[Directions]
Reproduce the line that holds "Target: valley" together with all the lines after it up to the end of the entries.
(Beginning of Supplied data)
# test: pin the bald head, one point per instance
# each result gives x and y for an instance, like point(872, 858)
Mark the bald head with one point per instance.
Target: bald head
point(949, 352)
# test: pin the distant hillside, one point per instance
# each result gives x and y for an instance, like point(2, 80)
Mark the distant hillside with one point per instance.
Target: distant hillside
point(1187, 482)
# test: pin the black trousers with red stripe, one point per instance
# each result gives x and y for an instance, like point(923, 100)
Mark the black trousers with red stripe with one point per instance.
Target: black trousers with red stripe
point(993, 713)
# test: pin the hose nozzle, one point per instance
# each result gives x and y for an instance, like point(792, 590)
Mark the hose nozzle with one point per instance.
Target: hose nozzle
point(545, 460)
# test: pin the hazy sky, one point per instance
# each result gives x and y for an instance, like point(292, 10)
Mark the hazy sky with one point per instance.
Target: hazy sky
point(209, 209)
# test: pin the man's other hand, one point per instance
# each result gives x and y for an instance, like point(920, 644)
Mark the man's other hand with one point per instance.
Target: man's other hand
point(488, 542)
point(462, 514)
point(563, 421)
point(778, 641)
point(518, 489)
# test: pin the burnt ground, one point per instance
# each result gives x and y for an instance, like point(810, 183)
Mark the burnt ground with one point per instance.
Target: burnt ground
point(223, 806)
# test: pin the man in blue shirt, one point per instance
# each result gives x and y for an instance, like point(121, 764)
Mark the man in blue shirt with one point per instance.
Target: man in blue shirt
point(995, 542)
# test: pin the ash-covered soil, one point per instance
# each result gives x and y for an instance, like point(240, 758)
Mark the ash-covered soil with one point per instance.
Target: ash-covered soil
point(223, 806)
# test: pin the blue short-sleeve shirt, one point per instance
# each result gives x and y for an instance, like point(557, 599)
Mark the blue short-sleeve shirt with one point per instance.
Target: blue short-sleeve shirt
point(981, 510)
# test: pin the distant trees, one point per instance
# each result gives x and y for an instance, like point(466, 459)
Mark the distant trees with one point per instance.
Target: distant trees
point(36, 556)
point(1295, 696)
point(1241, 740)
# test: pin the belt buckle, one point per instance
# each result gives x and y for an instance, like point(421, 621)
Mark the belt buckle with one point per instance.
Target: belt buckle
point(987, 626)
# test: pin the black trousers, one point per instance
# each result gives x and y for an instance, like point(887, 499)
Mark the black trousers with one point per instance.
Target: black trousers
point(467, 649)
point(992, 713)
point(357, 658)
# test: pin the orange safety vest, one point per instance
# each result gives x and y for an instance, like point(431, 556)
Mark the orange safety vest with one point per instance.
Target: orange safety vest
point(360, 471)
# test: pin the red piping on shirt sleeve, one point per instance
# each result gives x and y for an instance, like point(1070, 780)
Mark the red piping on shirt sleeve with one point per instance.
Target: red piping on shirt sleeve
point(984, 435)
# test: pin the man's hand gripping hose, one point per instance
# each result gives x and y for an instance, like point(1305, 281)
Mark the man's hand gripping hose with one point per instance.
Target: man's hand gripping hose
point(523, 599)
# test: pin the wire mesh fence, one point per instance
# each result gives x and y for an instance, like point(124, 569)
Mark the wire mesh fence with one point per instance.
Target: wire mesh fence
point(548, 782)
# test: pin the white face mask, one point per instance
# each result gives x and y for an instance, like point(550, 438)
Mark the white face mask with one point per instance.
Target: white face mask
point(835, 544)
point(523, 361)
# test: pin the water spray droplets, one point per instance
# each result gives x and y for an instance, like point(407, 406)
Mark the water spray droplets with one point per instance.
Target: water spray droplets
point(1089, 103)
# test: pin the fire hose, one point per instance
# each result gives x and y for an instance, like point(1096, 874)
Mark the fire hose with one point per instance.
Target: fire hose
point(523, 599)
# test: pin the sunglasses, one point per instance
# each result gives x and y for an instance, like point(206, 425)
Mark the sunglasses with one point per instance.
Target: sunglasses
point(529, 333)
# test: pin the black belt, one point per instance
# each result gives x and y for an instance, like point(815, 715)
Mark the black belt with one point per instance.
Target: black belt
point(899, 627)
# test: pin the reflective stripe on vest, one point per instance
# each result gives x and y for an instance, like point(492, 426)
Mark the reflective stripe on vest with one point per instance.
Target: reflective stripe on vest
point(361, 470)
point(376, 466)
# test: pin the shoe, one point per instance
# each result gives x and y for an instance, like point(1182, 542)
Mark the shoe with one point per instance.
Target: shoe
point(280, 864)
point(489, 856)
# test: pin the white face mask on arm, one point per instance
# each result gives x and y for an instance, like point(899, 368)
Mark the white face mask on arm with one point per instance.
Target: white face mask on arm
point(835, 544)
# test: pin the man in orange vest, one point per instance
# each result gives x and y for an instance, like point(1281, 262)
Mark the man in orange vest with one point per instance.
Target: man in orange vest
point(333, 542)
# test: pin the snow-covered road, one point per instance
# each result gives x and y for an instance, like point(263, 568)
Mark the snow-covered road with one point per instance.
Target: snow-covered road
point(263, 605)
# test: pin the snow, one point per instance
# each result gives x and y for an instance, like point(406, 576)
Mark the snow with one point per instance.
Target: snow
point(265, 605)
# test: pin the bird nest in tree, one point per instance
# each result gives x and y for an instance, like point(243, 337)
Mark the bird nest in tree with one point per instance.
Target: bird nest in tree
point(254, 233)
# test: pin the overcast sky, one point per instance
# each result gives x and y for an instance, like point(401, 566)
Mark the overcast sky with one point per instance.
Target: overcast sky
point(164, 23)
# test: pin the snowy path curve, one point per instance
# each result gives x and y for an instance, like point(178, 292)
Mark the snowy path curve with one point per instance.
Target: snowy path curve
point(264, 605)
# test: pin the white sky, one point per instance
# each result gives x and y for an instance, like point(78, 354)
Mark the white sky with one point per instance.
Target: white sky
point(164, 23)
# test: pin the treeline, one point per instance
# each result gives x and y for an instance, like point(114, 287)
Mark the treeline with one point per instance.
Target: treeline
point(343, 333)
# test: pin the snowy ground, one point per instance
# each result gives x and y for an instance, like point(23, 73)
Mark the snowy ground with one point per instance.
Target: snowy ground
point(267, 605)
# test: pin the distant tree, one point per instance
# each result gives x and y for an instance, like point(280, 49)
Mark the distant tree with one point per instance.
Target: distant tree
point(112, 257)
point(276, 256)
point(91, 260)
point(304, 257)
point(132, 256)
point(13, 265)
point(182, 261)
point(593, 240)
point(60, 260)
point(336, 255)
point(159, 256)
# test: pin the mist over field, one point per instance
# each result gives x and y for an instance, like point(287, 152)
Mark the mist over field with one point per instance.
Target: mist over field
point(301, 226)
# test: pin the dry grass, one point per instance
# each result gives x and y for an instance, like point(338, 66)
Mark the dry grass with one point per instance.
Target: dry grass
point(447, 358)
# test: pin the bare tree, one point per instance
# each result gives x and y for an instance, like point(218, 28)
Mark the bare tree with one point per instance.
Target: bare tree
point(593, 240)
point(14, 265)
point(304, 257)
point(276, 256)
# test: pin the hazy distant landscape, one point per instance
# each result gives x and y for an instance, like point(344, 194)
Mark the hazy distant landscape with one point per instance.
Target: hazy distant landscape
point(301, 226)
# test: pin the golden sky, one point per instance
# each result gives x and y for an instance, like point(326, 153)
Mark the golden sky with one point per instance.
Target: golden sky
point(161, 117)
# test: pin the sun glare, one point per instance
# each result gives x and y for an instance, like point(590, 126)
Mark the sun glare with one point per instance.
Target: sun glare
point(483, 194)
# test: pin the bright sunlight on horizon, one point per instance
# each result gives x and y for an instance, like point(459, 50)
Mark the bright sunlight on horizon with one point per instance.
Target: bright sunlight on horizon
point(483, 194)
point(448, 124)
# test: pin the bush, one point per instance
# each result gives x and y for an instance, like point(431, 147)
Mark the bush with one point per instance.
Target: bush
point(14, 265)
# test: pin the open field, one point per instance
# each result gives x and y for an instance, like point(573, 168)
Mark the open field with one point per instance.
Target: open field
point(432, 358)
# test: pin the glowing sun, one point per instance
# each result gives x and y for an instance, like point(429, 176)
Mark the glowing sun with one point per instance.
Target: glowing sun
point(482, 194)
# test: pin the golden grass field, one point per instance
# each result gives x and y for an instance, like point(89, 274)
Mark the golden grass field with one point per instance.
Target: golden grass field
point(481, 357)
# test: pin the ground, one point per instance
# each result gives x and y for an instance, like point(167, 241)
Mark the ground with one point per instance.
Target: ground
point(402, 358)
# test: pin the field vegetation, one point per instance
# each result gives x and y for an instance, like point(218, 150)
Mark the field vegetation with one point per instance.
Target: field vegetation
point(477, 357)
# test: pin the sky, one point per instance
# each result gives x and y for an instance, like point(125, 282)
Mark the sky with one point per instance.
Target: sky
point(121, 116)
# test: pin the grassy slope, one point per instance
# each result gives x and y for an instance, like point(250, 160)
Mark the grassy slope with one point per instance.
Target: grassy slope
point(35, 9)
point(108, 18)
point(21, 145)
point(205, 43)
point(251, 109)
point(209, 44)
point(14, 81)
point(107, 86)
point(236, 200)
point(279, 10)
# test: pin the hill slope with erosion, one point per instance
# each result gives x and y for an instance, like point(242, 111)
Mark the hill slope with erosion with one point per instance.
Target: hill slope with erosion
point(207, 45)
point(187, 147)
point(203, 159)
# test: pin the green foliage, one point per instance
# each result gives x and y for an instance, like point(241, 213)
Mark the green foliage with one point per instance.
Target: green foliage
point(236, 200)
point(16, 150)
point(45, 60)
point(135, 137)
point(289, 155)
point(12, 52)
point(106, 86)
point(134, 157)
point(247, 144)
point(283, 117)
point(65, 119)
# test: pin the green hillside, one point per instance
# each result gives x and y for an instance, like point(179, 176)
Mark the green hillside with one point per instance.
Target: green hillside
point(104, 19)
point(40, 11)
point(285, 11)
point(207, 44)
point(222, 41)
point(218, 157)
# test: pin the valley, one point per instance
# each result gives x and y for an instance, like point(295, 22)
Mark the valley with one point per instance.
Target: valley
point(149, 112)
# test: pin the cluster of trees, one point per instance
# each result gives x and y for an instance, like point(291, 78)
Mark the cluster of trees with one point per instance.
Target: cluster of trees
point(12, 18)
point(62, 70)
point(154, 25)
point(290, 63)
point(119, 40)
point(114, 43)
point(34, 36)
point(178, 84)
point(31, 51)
(End of Supplied data)
[Response below]
Target: valley
point(149, 112)
# test: pin the cluster of trees, one point per instance
# each result gives x and y for an instance, like point(291, 78)
Mark the cluster of trees with one point per instance.
Target: cluster of trees
point(12, 18)
point(62, 70)
point(154, 25)
point(290, 63)
point(119, 40)
point(114, 43)
point(34, 36)
point(178, 84)
point(31, 51)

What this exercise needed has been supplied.